What to work on: For each statement, say whether it agrees with the text below on the microbiome and cooperation, giving yes or no and quoting the deciding words: (a) Prof. Hadani's team includes two doctoral students; (b) cooperation in nature is described as a rare phenomenon; (c) the microorganisms of the microbiome are said to live especially in the gut.

----- Text section

The microorganisms in our bodies make people come closer and help each other, even when they are not genetically related
According to the principles of natural selection, only behaviors that help the individual to survive and reproduce continue to exist. However, many phenomena exist even when it is not clear what benefit they give to the individual performing them or to his genes. Prof. Lilach Hadani from the School of Plant Sciences and Food Security at Tel Aviv University, and her team, which includes doctoral students Yael Gurevich and Ohad Levin-Epstein, are trying to decipher these phenomena with mathematical tools and understand what enables and motivates them. Thus, for example, they study the evolution of cooperation and altruism.
What is the interest of an individual to help another at his own expense. After all, according to Darwin, the father of the theory of evolution, in order to produce offspring and survive, the individual must fight for limited resources in nature. Therefore, why should he be generous to another? Or will he even sacrifice himself for it? According to Prof. Hadani, "Cooperation in nature is a common phenomenon, and it does not always stem from understandable reasons such as blood ties and reciprocity. In many cases it exists between individuals who are not genetically related, and even between completely different species. We asked ourselves how the genes that contribute to cooperation and altruism spread in the population, and proposed the possibility that the microbiome - the trillions of microorganisms (such as bacteria) that live in our bodies, and especially in the gut - has a role in this. It is possible that the genes of the microbiome contribute to social behavior. Because, today it is already known that the microbiome can also affect the host's behavior and not only his health."

----------
----- Records supplied

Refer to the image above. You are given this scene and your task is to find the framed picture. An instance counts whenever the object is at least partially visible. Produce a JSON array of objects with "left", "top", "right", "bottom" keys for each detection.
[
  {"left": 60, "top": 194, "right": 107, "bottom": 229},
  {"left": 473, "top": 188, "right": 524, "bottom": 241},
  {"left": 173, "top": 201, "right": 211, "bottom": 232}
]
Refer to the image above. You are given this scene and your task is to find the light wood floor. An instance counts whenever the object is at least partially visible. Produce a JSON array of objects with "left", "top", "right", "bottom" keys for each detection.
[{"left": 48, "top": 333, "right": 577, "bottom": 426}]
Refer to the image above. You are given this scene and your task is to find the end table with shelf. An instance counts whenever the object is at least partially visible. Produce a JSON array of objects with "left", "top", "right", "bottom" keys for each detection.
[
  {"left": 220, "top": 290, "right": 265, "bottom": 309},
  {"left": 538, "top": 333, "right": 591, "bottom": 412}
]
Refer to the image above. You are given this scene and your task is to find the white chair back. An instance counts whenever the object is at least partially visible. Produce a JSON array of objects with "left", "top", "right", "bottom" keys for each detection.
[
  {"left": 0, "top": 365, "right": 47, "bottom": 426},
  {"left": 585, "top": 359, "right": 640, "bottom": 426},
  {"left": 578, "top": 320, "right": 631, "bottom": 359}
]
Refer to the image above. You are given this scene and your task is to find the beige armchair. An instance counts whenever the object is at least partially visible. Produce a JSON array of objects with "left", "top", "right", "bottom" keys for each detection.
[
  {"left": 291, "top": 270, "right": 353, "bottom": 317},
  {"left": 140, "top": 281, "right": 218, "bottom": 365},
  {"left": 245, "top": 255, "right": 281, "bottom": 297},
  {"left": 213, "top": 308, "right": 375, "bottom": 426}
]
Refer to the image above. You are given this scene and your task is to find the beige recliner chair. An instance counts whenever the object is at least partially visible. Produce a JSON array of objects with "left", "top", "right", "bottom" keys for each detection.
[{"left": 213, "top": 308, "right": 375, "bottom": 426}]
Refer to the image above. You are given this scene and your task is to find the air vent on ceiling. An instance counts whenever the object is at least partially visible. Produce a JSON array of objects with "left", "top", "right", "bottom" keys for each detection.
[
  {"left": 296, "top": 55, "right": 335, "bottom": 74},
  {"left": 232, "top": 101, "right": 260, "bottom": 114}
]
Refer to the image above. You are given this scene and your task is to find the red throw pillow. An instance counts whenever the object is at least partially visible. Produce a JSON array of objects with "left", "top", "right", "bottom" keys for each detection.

----------

Exercise output:
(a) Yes: "which includes doctoral students Yael Gurevich and Ohad Levin-Epstein"
(b) No: "Cooperation in nature is a common phenomenon"
(c) Yes: "the trillions of microorganisms (such as bacteria) that live in our bodies, and especially in the gut"